EXTRACT -
Should every startup scale?
Not every startup ought to scale, and scale doesn’t always mean adding people, offices, customers, or even revenues. Here’s how to understand scale and its impact.
A question every founder gets quizzed on within the first few minutes of any conversation is–How many people work in your company? A more colloquial question is, How big are you?
Such demands, however earnest, hint that to be worthy of being called an entrepreneur and running a startup you must scale. And if you don’t scale, you are not serious about what you are doing.
The question is–should every startup scale? Is scale the only proof of your ambition? And if so, what scale would be sufficient to justify that indeed the person is serious about the affair?
This is a rather daunting question to women entrepreneurs, who don’t necessarily enjoy or aim for scaling their operations. Doing more of the same isn’t the only measure of scale and we need to correct some misconceptions about the size if India wishes to see more startups fuelling its economic and social growth. So, let’s set a few things right.

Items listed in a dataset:
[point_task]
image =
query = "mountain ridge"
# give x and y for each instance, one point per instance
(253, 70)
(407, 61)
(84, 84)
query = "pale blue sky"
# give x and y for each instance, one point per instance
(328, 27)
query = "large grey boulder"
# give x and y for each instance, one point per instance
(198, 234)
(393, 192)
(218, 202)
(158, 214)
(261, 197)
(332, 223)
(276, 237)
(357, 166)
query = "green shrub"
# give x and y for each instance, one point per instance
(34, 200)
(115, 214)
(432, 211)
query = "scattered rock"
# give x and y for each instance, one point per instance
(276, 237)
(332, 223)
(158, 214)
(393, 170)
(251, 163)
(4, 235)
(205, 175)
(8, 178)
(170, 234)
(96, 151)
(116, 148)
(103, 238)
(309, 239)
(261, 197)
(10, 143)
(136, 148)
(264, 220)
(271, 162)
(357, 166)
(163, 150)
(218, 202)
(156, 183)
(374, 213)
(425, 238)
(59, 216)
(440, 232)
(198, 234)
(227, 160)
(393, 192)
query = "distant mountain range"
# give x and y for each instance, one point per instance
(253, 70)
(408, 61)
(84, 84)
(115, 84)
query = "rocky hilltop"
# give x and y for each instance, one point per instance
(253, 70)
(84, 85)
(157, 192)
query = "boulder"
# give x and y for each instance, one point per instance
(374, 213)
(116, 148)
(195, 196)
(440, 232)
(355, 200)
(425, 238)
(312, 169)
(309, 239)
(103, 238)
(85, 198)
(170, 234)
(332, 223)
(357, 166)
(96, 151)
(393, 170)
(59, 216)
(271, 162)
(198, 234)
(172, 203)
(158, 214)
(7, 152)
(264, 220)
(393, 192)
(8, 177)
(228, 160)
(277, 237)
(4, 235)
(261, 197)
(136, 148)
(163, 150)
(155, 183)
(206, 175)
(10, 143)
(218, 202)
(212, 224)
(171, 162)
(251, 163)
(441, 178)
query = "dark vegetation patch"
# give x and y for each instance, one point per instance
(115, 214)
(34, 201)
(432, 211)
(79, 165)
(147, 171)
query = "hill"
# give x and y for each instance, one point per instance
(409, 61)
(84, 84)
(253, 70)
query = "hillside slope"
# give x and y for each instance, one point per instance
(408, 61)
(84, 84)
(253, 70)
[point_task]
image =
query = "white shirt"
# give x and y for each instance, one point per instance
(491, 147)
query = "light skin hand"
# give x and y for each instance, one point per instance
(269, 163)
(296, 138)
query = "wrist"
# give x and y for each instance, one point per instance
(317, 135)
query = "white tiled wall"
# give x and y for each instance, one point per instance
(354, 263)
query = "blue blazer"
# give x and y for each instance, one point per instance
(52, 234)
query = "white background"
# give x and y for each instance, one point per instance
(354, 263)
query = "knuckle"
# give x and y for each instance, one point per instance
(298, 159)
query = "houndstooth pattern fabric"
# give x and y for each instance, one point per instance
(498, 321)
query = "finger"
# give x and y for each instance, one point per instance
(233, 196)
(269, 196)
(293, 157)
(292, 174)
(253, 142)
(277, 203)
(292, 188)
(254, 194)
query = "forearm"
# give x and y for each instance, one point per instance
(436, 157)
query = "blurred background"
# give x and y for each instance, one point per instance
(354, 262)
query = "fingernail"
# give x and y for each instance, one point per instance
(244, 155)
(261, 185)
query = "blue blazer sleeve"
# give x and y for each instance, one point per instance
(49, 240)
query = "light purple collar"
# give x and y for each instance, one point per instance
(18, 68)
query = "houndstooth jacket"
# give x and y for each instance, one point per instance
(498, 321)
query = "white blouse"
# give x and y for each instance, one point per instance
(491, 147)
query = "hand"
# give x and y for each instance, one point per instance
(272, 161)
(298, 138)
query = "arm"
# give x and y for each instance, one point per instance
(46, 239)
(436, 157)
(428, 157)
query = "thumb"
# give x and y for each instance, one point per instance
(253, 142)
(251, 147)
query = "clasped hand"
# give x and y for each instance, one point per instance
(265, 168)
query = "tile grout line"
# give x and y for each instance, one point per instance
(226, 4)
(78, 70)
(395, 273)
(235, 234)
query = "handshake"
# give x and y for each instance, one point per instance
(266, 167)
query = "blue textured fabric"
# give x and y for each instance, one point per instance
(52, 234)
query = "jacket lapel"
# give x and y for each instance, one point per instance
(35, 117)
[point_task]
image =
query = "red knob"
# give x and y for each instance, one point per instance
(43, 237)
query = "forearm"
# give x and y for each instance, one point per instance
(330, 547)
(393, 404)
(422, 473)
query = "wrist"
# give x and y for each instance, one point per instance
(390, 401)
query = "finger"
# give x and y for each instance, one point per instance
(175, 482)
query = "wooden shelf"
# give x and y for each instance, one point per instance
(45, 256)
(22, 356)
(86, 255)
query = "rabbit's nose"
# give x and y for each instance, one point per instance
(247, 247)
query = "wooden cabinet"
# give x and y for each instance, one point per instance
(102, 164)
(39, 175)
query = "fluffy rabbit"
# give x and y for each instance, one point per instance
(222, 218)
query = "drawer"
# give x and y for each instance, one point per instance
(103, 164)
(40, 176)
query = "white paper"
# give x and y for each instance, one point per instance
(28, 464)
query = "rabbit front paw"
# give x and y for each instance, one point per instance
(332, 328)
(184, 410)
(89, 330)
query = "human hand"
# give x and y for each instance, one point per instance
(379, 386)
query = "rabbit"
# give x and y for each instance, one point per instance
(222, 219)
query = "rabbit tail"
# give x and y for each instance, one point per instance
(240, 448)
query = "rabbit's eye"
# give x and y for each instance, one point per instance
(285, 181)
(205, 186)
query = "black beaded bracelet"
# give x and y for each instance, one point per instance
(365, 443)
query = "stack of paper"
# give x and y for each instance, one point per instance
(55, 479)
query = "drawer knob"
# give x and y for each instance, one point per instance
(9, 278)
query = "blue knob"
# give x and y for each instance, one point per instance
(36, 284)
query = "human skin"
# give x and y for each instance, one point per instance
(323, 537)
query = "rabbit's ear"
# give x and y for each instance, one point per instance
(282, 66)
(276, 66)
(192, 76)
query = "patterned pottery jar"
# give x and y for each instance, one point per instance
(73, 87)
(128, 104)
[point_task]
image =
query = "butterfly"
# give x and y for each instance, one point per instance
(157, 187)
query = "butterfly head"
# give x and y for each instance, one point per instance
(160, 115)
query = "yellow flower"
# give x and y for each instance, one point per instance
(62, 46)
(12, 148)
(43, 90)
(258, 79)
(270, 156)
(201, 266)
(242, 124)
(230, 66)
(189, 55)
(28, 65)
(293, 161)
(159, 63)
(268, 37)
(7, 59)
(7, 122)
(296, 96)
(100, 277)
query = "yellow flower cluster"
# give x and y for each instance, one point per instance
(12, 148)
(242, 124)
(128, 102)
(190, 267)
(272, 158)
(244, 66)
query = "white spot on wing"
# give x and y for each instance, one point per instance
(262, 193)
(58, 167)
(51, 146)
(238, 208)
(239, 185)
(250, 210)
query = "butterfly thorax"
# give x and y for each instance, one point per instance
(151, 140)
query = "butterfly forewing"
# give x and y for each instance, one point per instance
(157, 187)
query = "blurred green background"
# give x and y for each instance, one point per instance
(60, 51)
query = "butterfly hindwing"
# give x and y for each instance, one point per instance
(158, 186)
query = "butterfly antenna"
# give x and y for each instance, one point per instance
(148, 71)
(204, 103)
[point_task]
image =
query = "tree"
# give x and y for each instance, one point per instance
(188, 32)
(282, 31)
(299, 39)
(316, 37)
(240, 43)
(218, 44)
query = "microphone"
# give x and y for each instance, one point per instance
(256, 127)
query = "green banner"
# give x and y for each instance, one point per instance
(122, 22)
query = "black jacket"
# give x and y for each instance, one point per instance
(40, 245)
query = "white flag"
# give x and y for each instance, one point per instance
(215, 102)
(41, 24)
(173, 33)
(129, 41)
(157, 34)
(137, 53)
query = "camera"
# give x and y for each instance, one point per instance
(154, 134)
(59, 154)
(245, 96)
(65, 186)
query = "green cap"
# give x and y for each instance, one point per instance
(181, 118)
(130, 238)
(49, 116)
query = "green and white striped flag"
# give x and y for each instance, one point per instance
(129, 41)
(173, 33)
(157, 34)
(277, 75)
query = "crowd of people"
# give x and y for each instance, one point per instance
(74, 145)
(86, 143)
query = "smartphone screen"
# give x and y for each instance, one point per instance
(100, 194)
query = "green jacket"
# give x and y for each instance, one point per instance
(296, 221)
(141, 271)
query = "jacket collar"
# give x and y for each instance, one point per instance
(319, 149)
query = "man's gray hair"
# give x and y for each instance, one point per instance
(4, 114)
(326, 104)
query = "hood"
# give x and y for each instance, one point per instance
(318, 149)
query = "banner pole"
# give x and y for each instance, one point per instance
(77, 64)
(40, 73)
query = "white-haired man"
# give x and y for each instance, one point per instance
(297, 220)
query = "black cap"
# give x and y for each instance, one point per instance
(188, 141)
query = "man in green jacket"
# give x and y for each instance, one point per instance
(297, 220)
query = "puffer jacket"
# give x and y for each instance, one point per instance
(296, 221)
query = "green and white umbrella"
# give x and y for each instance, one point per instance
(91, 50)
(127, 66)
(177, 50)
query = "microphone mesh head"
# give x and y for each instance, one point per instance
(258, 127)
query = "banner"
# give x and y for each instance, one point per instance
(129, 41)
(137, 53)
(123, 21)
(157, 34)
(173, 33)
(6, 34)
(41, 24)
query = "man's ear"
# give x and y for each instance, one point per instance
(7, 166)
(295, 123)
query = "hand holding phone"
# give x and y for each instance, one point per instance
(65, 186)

INSTRUCTIONS -
- A) According to the passage on startup scaling, for whom is the question of scale especially daunting?
- B) Go on with the passage on startup scaling from the point where it stops.
None of the data is needed here.

THE REPLIES -
- A) Women entrepreneurs, who don't necessarily enjoy or aim for scaling their operations.

- B)
Not every solution is designed to be scaled
If you ask locals in any city as to what’s the best place for shopping, or eating, or buying some handmade antiquities, they would most likely direct you to one shop in the olden part of the city, where you would get ‘authentic’ stuff.
It’s the Chandni Chowk in Delhi, or the Crawford Market in Mumbai, or the Buda Bazaar in Kolkata. And there too you would have that one shop that’s always crowded and that’s your surest signal. Have you ever wondered why didn’t that shop bother to scale? It’s because they can’t replicate the magic; besides, scale would dilute the exclusivity and hence the premium.
There are certain solutions that are bespoke to the idiosyncratic problems at hand and such ideas are best suited to that limited, narrow cause. As long as you can remain relevant to the important problem and retain the niche, you don’t have to really bother about expanding. Expansion is typically the ask of investors and not inventors, or entrepreneurs.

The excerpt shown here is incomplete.